= Text extract =

⟨

Specialized, in particular, tends to design their hardtail bikes around a lower BB height. I'd be very hesitant to run anything longer than the stock cranks on the geometries I've reviewed.

If your inseam warrants a 200mm crank, there's just no comparison to the feet-on-pedals cost of this bike to any other option that will accommodate that length without clearance issues.

FWIW Zinn had a hand in designing these things.


----------



## sirsam84 (Sep 20, 2006)

My 2 cents...I'm 7 feet and have tried longer cranks (190mm) and now regular length on my Ventanas...I didn't notice a ton of difference between the two. The Ventana frames had different BB heights, though, which was quite noticeable. For me, a taller BB height feels less stable with a higher COG than the lower...not a good trade off for running longer cranks, IMHO.


----------



## Gigantic (Aug 31, 2012)

That geometry... yikes!


----------



## Cantronite (Feb 10, 2014)

Gigantic said:


> That geometry... yikes!


What exactly do you mean?


----------



## Gigantic (Aug 31, 2012)

Cantronite said:


> What exactly do you mean?


71° HTA and most of the weight up high and forward. Where i ride, that will make for a lot of otb adventures. Personally, I'd rather see more trail oriented geometry: a 69°HTA, slightly longer top tube, shorter stem, and short chain stays for better all around performance and flickability.


----------



## Cantronite (Feb 10, 2014)

Gigantic said:


> 71° HTA and most of the weight up high and forward. Where i ride, that will make for a lot of otb adventures. Personally, I'd rather see more trail oriented geometry: a 69°HTA, slightly longer top tube, shorter stem, and short chain stays for better all around performance and flickability.


Doesn't the HTA change with a longer travel fork? Would that change also put your weight further back as it impacts STA at the same rate? Now.... I'd think this would all be more useful in on a FS bike.

⟩

= Exercises =
[a] For each statement, say yes or no as to whether the forum thread supports it, and quote the words from the thread that settle it: (i) sirsam84 is 7 feet tall and has tried 190mm cranks; (ii) Gigantic would prefer a 71° head tube angle; (iii) sirsam84 noticed a big difference between the longer and regular cranks.
[b] Print the passage of the forum thread from "If your inseam" to "longer cranks, IMHO.", word for word.
Answer from the forum thread alone.

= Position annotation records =
⟨

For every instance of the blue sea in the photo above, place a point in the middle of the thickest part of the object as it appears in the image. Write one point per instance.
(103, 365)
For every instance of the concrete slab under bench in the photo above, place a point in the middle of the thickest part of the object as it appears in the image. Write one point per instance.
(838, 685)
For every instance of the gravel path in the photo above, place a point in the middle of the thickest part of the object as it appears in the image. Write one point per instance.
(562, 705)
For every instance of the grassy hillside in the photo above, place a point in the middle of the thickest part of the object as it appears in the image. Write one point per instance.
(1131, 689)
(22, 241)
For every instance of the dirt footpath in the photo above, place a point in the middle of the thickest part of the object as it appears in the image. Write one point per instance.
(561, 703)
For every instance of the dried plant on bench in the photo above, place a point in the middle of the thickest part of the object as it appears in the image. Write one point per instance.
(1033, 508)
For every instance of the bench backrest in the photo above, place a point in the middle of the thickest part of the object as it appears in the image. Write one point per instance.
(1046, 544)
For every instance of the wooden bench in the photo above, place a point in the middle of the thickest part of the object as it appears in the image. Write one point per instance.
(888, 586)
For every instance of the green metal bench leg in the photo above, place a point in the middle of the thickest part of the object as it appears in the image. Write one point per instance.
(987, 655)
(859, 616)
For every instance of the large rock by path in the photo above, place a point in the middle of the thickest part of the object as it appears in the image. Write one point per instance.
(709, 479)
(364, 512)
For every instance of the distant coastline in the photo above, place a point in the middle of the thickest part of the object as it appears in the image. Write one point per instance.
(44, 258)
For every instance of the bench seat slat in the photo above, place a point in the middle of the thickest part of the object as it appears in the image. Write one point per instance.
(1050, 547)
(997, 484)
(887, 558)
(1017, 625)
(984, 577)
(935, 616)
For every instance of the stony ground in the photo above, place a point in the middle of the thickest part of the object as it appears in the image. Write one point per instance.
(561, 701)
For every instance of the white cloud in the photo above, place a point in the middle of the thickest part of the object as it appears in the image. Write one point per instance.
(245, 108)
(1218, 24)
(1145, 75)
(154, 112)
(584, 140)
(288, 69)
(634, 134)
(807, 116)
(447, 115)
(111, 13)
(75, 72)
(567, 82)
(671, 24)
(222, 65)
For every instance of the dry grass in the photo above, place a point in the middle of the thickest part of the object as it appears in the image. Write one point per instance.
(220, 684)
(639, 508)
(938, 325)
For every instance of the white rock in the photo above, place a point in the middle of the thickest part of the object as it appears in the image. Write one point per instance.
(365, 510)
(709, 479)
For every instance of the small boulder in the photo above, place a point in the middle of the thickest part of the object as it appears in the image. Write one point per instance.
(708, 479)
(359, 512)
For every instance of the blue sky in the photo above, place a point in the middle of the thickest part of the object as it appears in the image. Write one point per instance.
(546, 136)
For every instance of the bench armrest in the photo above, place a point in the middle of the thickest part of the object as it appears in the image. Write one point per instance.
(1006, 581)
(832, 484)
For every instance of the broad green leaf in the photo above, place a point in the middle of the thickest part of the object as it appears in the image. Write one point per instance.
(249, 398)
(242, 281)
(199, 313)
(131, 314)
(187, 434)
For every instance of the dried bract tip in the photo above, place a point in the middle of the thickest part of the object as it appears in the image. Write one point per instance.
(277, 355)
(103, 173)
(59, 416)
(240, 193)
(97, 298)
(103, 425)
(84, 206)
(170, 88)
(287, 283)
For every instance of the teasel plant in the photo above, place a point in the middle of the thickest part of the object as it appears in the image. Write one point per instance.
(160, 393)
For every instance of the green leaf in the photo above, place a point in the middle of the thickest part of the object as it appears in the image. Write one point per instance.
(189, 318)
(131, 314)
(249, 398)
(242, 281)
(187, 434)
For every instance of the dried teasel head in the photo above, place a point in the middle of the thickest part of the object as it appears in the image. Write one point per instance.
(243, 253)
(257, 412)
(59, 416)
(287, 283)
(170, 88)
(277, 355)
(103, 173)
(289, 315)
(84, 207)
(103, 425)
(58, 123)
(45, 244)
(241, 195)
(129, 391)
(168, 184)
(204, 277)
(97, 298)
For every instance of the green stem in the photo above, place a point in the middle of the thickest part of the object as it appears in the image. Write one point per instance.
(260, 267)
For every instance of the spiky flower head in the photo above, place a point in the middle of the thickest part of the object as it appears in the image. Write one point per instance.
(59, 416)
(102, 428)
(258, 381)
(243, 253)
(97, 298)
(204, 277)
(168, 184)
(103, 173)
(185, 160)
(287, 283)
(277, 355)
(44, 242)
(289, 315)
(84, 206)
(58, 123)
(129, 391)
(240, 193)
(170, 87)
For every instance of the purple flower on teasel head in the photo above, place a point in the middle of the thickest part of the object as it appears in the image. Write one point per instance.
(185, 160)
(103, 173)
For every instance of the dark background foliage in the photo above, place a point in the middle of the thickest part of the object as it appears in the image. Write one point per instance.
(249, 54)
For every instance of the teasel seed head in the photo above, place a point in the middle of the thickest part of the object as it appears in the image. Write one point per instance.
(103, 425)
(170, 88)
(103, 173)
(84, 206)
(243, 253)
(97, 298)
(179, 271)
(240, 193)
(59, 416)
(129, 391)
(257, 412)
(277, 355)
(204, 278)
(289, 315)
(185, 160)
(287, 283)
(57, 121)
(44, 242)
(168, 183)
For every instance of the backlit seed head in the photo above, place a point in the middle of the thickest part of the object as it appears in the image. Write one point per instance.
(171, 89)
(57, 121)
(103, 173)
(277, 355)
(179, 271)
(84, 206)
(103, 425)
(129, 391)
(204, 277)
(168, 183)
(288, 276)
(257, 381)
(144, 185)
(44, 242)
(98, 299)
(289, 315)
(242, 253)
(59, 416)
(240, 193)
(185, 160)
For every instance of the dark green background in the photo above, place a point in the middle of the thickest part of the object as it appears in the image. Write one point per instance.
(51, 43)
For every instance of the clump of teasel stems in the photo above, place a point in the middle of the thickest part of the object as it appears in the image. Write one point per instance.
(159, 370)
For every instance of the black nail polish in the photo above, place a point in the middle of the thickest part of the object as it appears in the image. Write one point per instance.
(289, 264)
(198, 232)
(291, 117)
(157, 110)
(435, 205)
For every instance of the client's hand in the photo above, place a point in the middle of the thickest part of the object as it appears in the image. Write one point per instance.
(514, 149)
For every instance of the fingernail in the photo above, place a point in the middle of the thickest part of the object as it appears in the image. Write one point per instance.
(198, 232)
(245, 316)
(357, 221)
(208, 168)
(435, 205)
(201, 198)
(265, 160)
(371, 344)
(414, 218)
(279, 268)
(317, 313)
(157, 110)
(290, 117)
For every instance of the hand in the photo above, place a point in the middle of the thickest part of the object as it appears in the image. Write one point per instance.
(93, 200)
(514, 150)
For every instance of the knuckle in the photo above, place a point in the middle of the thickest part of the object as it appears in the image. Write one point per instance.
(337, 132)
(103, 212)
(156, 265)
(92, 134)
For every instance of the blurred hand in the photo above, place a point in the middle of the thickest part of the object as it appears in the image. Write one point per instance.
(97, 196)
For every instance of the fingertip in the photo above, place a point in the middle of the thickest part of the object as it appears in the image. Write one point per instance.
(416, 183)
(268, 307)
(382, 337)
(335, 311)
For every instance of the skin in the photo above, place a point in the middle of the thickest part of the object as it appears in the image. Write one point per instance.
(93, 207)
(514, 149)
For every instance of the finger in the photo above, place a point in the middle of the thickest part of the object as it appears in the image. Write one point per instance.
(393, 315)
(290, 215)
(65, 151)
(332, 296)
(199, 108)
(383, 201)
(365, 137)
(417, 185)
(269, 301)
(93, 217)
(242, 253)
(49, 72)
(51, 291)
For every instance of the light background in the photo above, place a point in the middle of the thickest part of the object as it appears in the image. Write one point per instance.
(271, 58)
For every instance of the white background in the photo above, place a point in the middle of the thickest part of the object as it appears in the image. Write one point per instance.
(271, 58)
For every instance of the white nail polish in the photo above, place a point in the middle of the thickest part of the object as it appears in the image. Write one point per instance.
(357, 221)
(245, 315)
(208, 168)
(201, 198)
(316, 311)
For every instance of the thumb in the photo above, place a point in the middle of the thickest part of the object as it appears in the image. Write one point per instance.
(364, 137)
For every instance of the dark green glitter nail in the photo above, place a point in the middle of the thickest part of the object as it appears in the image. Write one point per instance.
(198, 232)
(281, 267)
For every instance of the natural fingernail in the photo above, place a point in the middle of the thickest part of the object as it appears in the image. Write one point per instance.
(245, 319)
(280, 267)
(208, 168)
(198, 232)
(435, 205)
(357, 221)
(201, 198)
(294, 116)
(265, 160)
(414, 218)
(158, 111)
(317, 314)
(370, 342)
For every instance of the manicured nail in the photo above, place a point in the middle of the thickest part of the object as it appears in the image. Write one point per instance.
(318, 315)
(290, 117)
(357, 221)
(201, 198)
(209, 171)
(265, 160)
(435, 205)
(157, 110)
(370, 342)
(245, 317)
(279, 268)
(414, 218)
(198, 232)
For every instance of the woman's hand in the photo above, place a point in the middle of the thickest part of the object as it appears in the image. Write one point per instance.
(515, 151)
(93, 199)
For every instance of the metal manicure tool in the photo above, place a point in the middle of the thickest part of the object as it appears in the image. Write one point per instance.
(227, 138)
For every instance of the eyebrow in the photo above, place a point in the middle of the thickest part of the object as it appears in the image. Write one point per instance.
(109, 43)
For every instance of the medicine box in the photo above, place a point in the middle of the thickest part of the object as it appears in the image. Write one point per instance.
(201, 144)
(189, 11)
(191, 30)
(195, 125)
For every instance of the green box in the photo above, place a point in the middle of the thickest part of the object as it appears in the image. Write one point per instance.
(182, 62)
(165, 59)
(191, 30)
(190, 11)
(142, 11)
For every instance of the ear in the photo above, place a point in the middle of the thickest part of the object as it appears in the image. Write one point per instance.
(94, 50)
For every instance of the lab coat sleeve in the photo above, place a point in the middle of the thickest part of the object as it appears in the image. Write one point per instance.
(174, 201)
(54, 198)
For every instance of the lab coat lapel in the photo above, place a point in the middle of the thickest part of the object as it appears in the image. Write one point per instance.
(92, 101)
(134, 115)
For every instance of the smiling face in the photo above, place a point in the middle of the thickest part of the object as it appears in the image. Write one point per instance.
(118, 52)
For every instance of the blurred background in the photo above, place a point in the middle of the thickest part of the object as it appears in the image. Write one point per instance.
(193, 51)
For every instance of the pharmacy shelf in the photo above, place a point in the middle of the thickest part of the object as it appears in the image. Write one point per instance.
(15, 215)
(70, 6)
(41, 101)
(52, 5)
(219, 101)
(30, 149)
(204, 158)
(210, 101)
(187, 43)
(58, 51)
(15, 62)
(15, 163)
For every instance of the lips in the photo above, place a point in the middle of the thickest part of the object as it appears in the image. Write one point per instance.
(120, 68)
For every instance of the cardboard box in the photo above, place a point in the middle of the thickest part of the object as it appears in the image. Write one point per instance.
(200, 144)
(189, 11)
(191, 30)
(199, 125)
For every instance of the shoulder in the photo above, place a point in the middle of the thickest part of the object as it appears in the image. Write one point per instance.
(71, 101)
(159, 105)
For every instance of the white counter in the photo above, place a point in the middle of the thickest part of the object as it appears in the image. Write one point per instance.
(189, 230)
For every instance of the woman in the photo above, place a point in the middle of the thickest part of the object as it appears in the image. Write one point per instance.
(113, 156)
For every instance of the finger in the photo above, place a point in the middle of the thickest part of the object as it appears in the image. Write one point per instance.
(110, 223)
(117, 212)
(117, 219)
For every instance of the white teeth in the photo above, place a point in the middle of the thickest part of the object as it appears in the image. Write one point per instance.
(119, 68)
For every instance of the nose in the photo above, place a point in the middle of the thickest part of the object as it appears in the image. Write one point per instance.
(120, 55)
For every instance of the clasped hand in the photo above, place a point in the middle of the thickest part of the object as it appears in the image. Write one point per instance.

⟩

= Task-by-task answers =
[a]
(i) Yes: "I'm 7 feet and have tried longer cranks (190mm)"
(ii) No: "I'd rather see more trail oriented geometry: a 69°HTA"
(iii) No: "I didn't notice a ton of difference between the two."

[b]
If your inseam warrants a 200mm crank, there's just no comparison to the feet-on-pedals cost of this bike to any other option that will accommodate that length without clearance issues.

FWIW Zinn had a hand in designing these things.


----------



## sirsam84 (Sep 20, 2006)

My 2 cents...I'm 7 feet and have tried longer cranks (190mm) and now regular length on my Ventanas...I didn't notice a ton of difference between the two. The Ventana frames had different BB heights, though, which was quite noticeable. For me, a taller BB height feels less stable with a higher COG than the lower...not a good trade off for running longer cranks, IMHO.